Directions - Repeat the data below exactly, with every entry included.

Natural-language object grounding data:
= Beginning of Section =
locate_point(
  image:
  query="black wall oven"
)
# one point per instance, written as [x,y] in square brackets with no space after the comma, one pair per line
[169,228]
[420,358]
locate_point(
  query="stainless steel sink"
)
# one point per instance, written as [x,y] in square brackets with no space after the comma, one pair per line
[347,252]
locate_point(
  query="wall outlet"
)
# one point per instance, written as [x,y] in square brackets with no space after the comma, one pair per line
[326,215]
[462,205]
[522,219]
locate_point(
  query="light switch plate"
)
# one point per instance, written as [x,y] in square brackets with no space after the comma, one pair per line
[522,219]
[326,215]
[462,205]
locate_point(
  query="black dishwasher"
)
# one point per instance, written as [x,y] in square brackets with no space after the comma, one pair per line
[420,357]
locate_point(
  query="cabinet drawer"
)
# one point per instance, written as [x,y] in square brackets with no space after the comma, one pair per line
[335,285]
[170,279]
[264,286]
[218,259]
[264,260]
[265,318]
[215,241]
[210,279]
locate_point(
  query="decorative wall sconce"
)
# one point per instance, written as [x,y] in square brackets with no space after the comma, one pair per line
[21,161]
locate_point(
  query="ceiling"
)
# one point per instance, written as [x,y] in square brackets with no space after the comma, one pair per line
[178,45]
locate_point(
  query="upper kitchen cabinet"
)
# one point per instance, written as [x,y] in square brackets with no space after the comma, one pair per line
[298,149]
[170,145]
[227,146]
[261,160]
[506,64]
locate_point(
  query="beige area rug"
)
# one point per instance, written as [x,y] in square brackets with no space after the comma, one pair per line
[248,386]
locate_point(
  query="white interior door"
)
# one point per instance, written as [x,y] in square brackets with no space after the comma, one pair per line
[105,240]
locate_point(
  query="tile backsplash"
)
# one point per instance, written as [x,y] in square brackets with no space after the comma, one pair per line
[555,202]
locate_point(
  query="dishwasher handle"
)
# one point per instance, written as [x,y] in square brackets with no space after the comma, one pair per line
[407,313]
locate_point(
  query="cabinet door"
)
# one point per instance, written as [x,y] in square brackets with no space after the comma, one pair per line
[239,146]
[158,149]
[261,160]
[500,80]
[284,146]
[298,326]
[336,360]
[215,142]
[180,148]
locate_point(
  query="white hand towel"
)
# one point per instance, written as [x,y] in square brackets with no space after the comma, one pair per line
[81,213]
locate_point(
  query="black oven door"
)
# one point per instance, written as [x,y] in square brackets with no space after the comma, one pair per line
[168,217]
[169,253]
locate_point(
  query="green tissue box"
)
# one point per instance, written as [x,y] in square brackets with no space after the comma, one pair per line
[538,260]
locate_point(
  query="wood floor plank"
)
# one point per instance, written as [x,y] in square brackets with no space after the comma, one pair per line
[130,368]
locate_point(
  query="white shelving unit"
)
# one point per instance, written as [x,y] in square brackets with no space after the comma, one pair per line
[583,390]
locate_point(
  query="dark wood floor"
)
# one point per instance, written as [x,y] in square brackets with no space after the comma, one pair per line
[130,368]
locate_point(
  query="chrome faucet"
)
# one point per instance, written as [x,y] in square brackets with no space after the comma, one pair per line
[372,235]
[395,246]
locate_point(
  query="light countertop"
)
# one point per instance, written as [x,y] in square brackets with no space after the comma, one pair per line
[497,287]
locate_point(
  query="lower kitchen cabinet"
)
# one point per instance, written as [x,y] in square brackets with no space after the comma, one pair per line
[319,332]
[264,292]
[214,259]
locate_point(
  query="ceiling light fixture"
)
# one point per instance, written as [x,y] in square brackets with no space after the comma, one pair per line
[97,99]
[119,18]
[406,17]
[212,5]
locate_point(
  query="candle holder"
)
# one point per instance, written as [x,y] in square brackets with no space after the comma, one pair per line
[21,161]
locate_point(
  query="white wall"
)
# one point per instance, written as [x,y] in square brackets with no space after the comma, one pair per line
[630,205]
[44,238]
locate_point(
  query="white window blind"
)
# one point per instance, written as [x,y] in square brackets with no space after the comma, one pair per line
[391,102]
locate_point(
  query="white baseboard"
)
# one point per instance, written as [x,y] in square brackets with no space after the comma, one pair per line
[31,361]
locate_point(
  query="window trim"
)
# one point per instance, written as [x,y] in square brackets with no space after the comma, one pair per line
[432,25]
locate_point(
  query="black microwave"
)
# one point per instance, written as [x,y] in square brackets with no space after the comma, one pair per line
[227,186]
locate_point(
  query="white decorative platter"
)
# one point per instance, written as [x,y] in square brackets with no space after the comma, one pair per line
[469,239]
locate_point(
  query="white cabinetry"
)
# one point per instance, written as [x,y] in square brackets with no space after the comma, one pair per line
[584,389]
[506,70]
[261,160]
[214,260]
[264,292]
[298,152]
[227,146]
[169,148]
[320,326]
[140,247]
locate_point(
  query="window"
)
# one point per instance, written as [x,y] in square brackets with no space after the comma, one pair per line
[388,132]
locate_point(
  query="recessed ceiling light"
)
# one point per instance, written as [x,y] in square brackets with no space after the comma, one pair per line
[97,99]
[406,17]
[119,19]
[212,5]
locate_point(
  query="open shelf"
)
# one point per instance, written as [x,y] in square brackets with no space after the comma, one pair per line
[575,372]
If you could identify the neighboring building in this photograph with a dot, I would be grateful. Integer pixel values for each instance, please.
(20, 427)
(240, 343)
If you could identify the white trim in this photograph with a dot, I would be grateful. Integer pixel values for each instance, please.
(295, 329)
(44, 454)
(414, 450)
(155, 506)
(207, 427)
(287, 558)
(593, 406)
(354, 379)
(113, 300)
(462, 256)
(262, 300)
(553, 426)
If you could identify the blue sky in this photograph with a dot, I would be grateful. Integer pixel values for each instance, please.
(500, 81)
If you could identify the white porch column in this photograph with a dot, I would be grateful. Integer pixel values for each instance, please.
= End of Section =
Task response -
locate_point(
  image:
  query="black wall oven"
)
# one point per instance, written as [x,y] in square brackets with no space after the comma, one pair per line
[169,228]
[420,358]
locate_point(
  query="stainless steel sink"
)
# one point per instance, written as [x,y] in square brackets with no space after the comma, one pair per line
[347,252]
locate_point(
  query="wall outlet"
)
# one point per instance, written as [x,y] in square brackets with no space after the comma, one pair per line
[326,215]
[462,205]
[522,219]
locate_point(
  query="light switch plate"
)
# one point per instance, written as [x,y] in square brackets with no space after the comma, one pair per line
[522,219]
[326,215]
[462,205]
locate_point(
  query="black dishwasher"
)
# one point per instance, written as [x,y] in square brackets with no space after the comma, one pair per line
[420,357]
locate_point(
  query="cabinet drawer"
)
# one point per instance, written as [x,y] in square brackets with no space after the comma, one pair per line
[335,285]
[170,279]
[264,286]
[218,259]
[264,260]
[265,318]
[215,241]
[210,279]
locate_point(
  query="decorative wall sconce"
)
# one point per instance, written as [x,y] in square brackets with no space after the comma, one pair per line
[21,161]
locate_point(
  query="ceiling"
)
# one point per instance, written as [x,y] in square brackets with no space after the comma, one pair per line
[178,45]
locate_point(
  query="upper kitchen cabinet"
)
# one point per instance, written as [x,y] in square brackets with no space after the comma, one pair per line
[298,149]
[170,145]
[227,146]
[261,160]
[506,64]
locate_point(
  query="beige area rug"
)
# one point per instance, written as [x,y] in square brackets with no space after the comma, one pair per line
[248,386]
locate_point(
  query="white interior door"
)
# one point per instance, written as [x,y] in square brackets with no space after the comma, one pair per line
[105,240]
locate_point(
  query="tile backsplash"
)
# one point per instance, written as [x,y] in square brackets with no space after the comma, one pair per line
[555,202]
locate_point(
  query="dishwasher handle"
)
# one point per instance, written as [x,y] in square brackets with no space after the comma, one pair per line
[407,313]
locate_point(
  query="cabinet door"
)
# one point per instance, written as [x,y] in square brackets with no space after the comma, one pair per line
[239,146]
[158,149]
[261,160]
[500,80]
[284,146]
[298,326]
[336,360]
[215,142]
[180,148]
locate_point(
  query="white hand towel"
)
# one point per instance, written as [x,y] in square brackets with no space after the comma, one pair per line
[81,213]
locate_point(
  query="black oven door"
)
# one point per instance, written as [x,y] in square brackets with no space after the comma, one pair per line
[168,217]
[169,253]
locate_point(
  query="green tissue box"
)
# one point per instance, written as [x,y] in square brackets with no space after the comma, one pair per line
[538,260]
locate_point(
  query="wood floor plank"
)
# one point per instance, written as [x,y] in square brackets with no space after the comma, one pair per line
[130,368]
locate_point(
  query="white shelving unit"
)
# one point per instance, written as [x,y] in square brackets with no space after the comma, one pair per line
[583,390]
locate_point(
  query="dark wood floor"
)
# one point per instance, written as [x,y] in square brackets with no space after the comma, one pair per line
[130,368]
locate_point(
  query="chrome faucet"
)
# one point per instance, written as [x,y] in square brackets with no space after the comma, one pair per line
[372,235]
[395,246]
locate_point(
  query="light countertop"
)
# one point per instance, written as [x,y] in square brackets with no space after the comma, one pair per line
[497,287]
locate_point(
  query="lower kitchen cabinet"
)
# one point per instance, written as [x,y] in square brackets with no space after the comma, one pair per line
[319,332]
[264,292]
[214,259]
locate_point(
  query="ceiling light fixture"
)
# one point per instance, written as [x,y] in square brackets with no space after the comma, one pair per line
[97,99]
[119,18]
[406,17]
[212,5]
locate_point(
  query="candle holder"
)
# one point per instance, written as [x,y] in square brackets with no space after the comma, one pair per line
[21,161]
locate_point(
  query="white wall"
)
# one point per instance, written as [x,y] in square brackets with no space after the comma, one pair per line
[630,205]
[44,238]
locate_point(
  query="white window blind"
)
# one point per instance, written as [x,y] in square brackets with no space after the comma, one pair per line
[391,102]
locate_point(
  query="white baseboard"
)
# one point per instance, written as [x,y] in square brackets with no space after the comma, one pair per line
[31,361]
locate_point(
  query="window trim"
)
# one point per instance, written as [x,y] in square brackets with no space after the comma, one pair per line
[432,25]
locate_point(
  query="black microwave"
)
# one point per instance, written as [x,y] in square brackets with no space after the comma, one pair per line
[227,186]
locate_point(
  query="white decorative platter"
)
# one point per instance, written as [x,y] in square brackets with no space after the comma, one pair per line
[469,239]
locate_point(
  query="white cabinetry"
)
# one point per instance, written as [x,y] in square brackets with no space after the comma, one pair per line
[584,389]
[506,70]
[261,160]
[214,260]
[264,292]
[298,152]
[227,146]
[169,148]
[320,326]
[140,247]
locate_point(
  query="window"
)
# one point per instance, written as [x,y] in square brackets with no space after the comma, one pair per line
[388,132]
locate_point(
  query="recessed ceiling light"
)
# one point per instance, written as [x,y] in square brackets with no space after the comma, one pair per line
[97,99]
[406,17]
[119,19]
[212,5]
locate_point(
  query="open shelf"
)
# one point per instance, written as [x,y] in square brackets with no space after the comma, one pair per line
[575,372]
If you could identify the neighboring building in this photograph with a dot, I would be grateful. Integer pixel values for each instance, please.
(20, 427)
(240, 343)
If you could identify the white trim in this photograph with a dot, I would be grateful. Integer pixel values for each instance, please.
(295, 329)
(44, 454)
(414, 450)
(155, 506)
(207, 427)
(287, 558)
(593, 406)
(354, 379)
(113, 300)
(462, 256)
(262, 300)
(553, 426)
If you could identify the blue sky in this photograph with a dot, I would be grateful. Integer pixel values for each instance, please.
(500, 81)
If you could identify the white porch column in this photograph with a dot, I would be grateful. Integer pixel values for each instance, please.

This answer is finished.